[YOUR TASK]:
Your task is to print all of the data word for word.

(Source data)
*** Block opens ***

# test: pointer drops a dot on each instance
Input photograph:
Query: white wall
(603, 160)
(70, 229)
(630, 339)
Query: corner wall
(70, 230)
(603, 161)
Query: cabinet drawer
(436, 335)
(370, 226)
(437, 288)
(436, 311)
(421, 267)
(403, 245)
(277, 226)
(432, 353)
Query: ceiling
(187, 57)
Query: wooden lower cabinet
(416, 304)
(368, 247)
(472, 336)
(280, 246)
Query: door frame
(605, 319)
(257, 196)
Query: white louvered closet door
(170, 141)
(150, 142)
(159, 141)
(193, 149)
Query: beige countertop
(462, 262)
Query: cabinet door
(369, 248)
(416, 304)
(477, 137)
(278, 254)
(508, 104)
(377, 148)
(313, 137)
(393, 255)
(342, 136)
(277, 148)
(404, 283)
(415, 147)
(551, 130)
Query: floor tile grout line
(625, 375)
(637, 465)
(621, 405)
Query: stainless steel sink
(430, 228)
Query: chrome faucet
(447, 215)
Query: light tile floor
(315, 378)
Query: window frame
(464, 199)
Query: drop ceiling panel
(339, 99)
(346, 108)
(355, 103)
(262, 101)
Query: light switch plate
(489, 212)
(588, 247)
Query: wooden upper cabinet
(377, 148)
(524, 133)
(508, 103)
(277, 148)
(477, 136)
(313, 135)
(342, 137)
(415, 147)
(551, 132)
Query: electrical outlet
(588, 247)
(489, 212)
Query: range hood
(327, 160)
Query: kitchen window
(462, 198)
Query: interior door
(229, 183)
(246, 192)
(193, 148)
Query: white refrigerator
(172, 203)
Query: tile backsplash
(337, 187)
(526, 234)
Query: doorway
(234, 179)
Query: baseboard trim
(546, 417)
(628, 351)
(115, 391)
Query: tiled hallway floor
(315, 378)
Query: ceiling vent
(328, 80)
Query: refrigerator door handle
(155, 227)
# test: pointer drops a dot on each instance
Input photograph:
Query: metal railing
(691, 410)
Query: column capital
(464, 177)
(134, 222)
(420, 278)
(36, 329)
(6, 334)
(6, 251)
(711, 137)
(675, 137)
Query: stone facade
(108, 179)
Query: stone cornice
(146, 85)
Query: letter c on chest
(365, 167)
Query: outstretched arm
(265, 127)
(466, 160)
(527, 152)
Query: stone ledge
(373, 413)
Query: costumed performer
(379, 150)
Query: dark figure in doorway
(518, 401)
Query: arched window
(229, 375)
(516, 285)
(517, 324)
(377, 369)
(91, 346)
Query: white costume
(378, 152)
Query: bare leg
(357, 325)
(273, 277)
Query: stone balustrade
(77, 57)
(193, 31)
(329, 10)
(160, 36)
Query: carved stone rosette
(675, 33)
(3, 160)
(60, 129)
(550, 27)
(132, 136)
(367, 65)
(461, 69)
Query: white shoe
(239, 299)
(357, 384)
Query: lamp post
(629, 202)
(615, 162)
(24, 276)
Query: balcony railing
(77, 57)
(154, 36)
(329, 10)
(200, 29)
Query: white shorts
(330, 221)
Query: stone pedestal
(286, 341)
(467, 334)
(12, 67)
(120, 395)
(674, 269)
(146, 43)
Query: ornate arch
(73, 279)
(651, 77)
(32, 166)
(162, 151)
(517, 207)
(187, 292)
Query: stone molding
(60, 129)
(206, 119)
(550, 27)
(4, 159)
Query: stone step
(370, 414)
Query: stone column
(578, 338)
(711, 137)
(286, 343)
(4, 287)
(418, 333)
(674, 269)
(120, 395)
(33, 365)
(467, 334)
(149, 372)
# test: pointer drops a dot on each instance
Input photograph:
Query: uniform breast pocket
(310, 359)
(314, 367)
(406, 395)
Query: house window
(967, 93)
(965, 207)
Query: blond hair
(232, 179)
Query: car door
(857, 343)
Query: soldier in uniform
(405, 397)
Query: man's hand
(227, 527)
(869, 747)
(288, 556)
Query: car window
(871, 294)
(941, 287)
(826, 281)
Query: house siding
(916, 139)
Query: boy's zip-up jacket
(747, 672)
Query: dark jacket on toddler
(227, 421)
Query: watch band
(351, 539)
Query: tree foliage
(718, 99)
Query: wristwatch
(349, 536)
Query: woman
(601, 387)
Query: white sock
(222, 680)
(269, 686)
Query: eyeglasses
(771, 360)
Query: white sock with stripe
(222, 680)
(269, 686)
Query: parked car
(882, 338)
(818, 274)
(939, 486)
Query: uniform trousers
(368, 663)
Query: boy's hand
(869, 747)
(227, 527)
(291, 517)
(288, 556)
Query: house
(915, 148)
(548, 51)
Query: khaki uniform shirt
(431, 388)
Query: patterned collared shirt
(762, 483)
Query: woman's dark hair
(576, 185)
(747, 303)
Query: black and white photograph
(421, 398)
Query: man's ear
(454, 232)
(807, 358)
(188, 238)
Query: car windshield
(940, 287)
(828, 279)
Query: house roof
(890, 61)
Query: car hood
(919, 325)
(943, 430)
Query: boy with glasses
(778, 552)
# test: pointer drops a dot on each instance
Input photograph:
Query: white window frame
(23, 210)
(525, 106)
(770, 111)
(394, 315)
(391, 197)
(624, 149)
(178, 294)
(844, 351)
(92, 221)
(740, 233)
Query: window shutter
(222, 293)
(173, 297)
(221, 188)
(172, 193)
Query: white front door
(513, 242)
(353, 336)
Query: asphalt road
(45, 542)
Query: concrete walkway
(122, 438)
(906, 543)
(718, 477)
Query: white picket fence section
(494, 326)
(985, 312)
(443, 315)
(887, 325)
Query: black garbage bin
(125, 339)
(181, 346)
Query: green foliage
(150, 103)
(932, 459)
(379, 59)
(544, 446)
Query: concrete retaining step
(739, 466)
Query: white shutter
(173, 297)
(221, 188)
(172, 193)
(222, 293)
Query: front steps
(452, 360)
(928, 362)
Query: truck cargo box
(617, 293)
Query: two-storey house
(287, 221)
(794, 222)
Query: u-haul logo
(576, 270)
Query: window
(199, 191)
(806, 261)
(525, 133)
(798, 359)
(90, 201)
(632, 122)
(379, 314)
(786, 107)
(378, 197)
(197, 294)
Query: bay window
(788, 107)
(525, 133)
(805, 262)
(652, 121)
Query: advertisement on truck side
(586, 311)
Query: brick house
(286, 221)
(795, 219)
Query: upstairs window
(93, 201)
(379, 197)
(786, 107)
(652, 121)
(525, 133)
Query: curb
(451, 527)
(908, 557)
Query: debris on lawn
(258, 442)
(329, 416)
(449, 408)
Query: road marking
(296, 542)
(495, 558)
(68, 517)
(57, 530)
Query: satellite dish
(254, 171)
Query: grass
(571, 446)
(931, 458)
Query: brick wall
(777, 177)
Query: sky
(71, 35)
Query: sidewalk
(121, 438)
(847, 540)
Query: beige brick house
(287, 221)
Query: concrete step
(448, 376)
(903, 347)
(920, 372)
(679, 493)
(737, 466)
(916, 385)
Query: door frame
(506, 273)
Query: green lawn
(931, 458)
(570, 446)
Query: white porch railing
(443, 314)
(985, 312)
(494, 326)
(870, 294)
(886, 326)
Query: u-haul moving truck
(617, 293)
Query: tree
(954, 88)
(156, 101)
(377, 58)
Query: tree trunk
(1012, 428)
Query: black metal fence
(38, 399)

*** Block closes ***

[EXERCISE OUTPUT]:
# test: pointer drops a dot on each instance
Input photograph:
Query: white wall
(603, 160)
(70, 229)
(630, 339)
Query: corner wall
(70, 230)
(603, 161)
Query: cabinet drawer
(436, 335)
(370, 226)
(437, 288)
(436, 311)
(421, 267)
(403, 245)
(277, 226)
(432, 353)
Query: ceiling
(187, 57)
Query: wooden lower cabinet
(416, 304)
(368, 247)
(472, 336)
(280, 246)
Query: door frame
(605, 319)
(257, 196)
Query: white louvered closet door
(170, 141)
(150, 142)
(159, 141)
(193, 149)
Query: beige countertop
(462, 262)
Query: cabinet door
(369, 248)
(416, 304)
(477, 137)
(278, 254)
(508, 104)
(377, 148)
(313, 137)
(393, 255)
(342, 136)
(277, 148)
(404, 283)
(415, 147)
(551, 130)
Query: floor tile grout line
(625, 375)
(637, 465)
(621, 405)
Query: stainless steel sink
(430, 228)
Query: chrome faucet
(447, 215)
Query: light tile floor
(315, 378)
Query: window frame
(464, 199)
Query: drop ceiling panel
(339, 99)
(346, 108)
(355, 103)
(262, 101)
Query: light switch plate
(489, 212)
(588, 247)
Query: wooden upper cabinet
(377, 148)
(524, 133)
(508, 103)
(277, 148)
(477, 136)
(313, 135)
(342, 137)
(415, 147)
(551, 132)
Query: electrical outlet
(588, 247)
(489, 212)
Query: range hood
(327, 160)
Query: kitchen window
(462, 198)
Query: interior door
(229, 183)
(246, 192)
(193, 148)
Query: white refrigerator
(172, 203)
Query: tile backsplash
(337, 187)
(526, 234)
Query: doorway
(234, 179)
Query: baseboard trim
(546, 417)
(628, 351)
(115, 391)
Query: tiled hallway floor
(315, 378)
Query: ceiling vent
(328, 80)
Query: refrigerator door handle
(155, 227)
# test: pointer drops a dot on each instance
Input photograph:
Query: metal railing
(691, 410)
Query: column capital
(464, 177)
(134, 222)
(420, 278)
(36, 329)
(6, 334)
(6, 251)
(711, 137)
(675, 137)
Query: stone facade
(108, 179)
Query: stone cornice
(146, 85)
Query: letter c on chest
(365, 167)
Query: outstretched arm
(265, 127)
(466, 160)
(527, 152)
Query: stone ledge
(373, 413)
Query: costumed performer
(379, 150)
Query: dark figure in doorway
(518, 401)
Query: arched window
(229, 375)
(516, 285)
(517, 324)
(377, 369)
(91, 346)
Query: white costume
(378, 152)
Query: bare leg
(357, 325)
(273, 277)
Query: stone balustrade
(77, 57)
(193, 31)
(329, 10)
(160, 36)
Query: carved stone rosette
(675, 33)
(3, 160)
(60, 129)
(550, 27)
(132, 136)
(367, 65)
(461, 69)
Query: white shoe
(239, 299)
(357, 384)
Query: lamp post
(629, 202)
(615, 162)
(24, 276)
Query: balcony railing
(77, 57)
(154, 36)
(329, 10)
(200, 29)
Query: white shorts
(330, 221)
Query: stone pedestal
(286, 341)
(467, 334)
(12, 67)
(120, 395)
(674, 269)
(146, 43)
Query: ornate arch
(73, 279)
(651, 77)
(32, 166)
(162, 151)
(517, 207)
(187, 292)
Query: stone molding
(60, 129)
(206, 119)
(550, 27)
(4, 159)
Query: stone step
(370, 414)
Query: stone column
(578, 338)
(711, 137)
(286, 343)
(4, 287)
(418, 333)
(674, 269)
(120, 395)
(33, 365)
(467, 334)
(149, 372)
# test: pointer drops a dot on each instance
Input photograph:
Query: uniform breast pocket
(310, 359)
(314, 367)
(406, 395)
Query: house window
(967, 93)
(965, 207)
Query: blond hair
(232, 179)
Query: car door
(857, 343)
Query: soldier in uniform
(405, 397)
Query: man's hand
(227, 527)
(869, 747)
(288, 556)
Query: car window
(871, 294)
(941, 287)
(826, 281)
Query: house siding
(916, 139)
Query: boy's zip-up jacket
(747, 672)
Query: dark jacket on toddler
(227, 421)
Query: watch band
(351, 539)
Query: tree foliage
(718, 99)
Query: wristwatch
(349, 536)
Query: woman
(601, 387)
Query: white sock
(222, 680)
(269, 686)
Query: eyeglasses
(771, 360)
Query: white sock with stripe
(222, 680)
(269, 686)
Query: parked car
(882, 338)
(818, 274)
(939, 486)
Query: uniform trousers
(368, 663)
Query: boy's hand
(869, 747)
(227, 527)
(291, 517)
(288, 556)
Query: house
(915, 148)
(548, 51)
Query: khaki uniform shirt
(431, 388)
Query: patterned collared shirt
(762, 483)
Query: woman's dark hair
(576, 185)
(747, 303)
Query: black and white photograph
(421, 398)
Query: man's ear
(454, 232)
(807, 358)
(188, 238)
Query: car windshield
(940, 287)
(828, 279)
Query: house roof
(890, 61)
Query: car hood
(919, 325)
(943, 430)
Query: boy with glasses
(778, 552)
# test: pointer drops a dot on each instance
Input photograph:
Query: white window frame
(23, 210)
(525, 106)
(770, 111)
(394, 315)
(391, 197)
(624, 149)
(178, 294)
(844, 351)
(92, 221)
(740, 233)
Query: window shutter
(222, 293)
(173, 297)
(221, 188)
(172, 193)
Query: white front door
(513, 242)
(353, 336)
Query: asphalt road
(45, 542)
Query: concrete walkway
(122, 438)
(906, 543)
(718, 477)
Query: white picket fence section
(494, 326)
(985, 312)
(443, 315)
(887, 325)
Query: black garbage bin
(125, 339)
(181, 346)
Query: green foliage
(150, 103)
(932, 459)
(379, 59)
(544, 446)
Query: concrete retaining step
(739, 466)
Query: white shutter
(173, 297)
(221, 188)
(172, 193)
(222, 293)
Query: front steps
(452, 360)
(928, 362)
Query: truck cargo box
(617, 293)
Query: two-storey house
(287, 221)
(794, 222)
Query: u-haul logo
(576, 270)
Query: window
(199, 191)
(806, 261)
(525, 133)
(798, 359)
(90, 201)
(632, 122)
(379, 314)
(786, 107)
(378, 197)
(197, 294)
Query: bay window
(788, 107)
(525, 133)
(805, 262)
(652, 121)
Query: advertisement on truck side
(586, 311)
Query: brick house
(286, 221)
(795, 219)
Query: upstairs window
(93, 201)
(379, 197)
(786, 107)
(652, 121)
(525, 133)
Query: curb
(451, 527)
(908, 557)
Query: debris on lawn
(258, 442)
(329, 416)
(449, 408)
Query: road marking
(296, 542)
(495, 558)
(68, 517)
(57, 530)
Query: satellite dish
(254, 171)
Query: grass
(571, 446)
(931, 458)
Query: brick wall
(777, 177)
Query: sky
(71, 35)
Query: sidewalk
(121, 438)
(847, 540)
Query: beige brick house
(287, 221)
Query: concrete step
(448, 376)
(903, 347)
(920, 372)
(679, 493)
(737, 466)
(916, 385)
Query: door frame
(506, 273)
Query: green lawn
(931, 458)
(570, 446)
Query: white porch railing
(443, 314)
(985, 312)
(494, 326)
(870, 294)
(886, 326)
Query: u-haul moving truck
(617, 293)
Query: tree
(954, 88)
(156, 101)
(377, 58)
Query: tree trunk
(1012, 428)
Query: black metal fence
(38, 399)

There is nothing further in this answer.